* start *
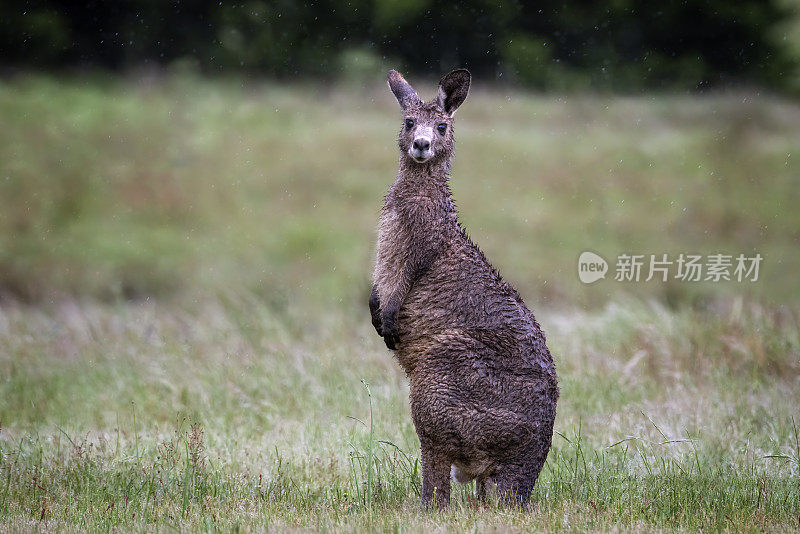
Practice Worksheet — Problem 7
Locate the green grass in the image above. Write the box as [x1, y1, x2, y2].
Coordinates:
[0, 76, 800, 532]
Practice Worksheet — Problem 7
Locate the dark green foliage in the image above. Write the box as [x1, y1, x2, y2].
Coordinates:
[0, 0, 797, 91]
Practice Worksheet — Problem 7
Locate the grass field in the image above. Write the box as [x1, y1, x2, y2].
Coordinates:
[0, 76, 800, 532]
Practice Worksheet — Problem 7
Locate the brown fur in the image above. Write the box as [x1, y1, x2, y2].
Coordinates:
[370, 69, 558, 507]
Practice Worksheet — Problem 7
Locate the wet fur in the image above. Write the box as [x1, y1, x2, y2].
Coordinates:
[369, 69, 559, 507]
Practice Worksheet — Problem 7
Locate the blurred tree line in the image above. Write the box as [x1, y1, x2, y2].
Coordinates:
[0, 0, 800, 91]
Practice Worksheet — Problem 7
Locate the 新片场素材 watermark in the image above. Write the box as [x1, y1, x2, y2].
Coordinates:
[578, 251, 763, 284]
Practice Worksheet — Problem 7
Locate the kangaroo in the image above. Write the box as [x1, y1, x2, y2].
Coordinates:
[369, 69, 559, 508]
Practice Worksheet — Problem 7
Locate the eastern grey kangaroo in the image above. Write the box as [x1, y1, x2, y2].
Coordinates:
[369, 69, 559, 508]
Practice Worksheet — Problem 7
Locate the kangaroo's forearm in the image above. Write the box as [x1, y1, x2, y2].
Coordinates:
[369, 284, 381, 335]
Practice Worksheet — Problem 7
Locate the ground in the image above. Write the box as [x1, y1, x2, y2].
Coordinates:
[0, 76, 800, 531]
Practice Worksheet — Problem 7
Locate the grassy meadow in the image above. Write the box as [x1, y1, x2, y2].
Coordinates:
[0, 75, 800, 532]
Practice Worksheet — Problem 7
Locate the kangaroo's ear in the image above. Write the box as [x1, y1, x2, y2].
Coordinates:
[436, 69, 472, 116]
[389, 69, 419, 109]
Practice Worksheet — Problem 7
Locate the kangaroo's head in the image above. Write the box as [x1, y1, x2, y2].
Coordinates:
[389, 69, 471, 165]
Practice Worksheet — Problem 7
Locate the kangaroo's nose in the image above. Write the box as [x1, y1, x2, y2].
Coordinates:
[414, 137, 431, 151]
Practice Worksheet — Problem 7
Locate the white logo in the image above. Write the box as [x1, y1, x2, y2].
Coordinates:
[578, 251, 608, 284]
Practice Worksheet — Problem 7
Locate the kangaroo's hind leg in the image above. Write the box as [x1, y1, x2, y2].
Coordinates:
[422, 443, 450, 510]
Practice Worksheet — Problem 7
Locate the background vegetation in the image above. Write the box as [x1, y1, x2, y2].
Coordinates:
[0, 0, 800, 92]
[0, 0, 800, 532]
[0, 75, 800, 531]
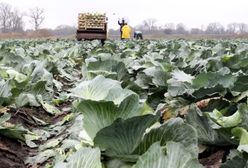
* end *
• [SET PROBLEM] State how many lines of the entries above contain the string "kangaroo". Give only the number.

• [COMPLETE ANSWER] 7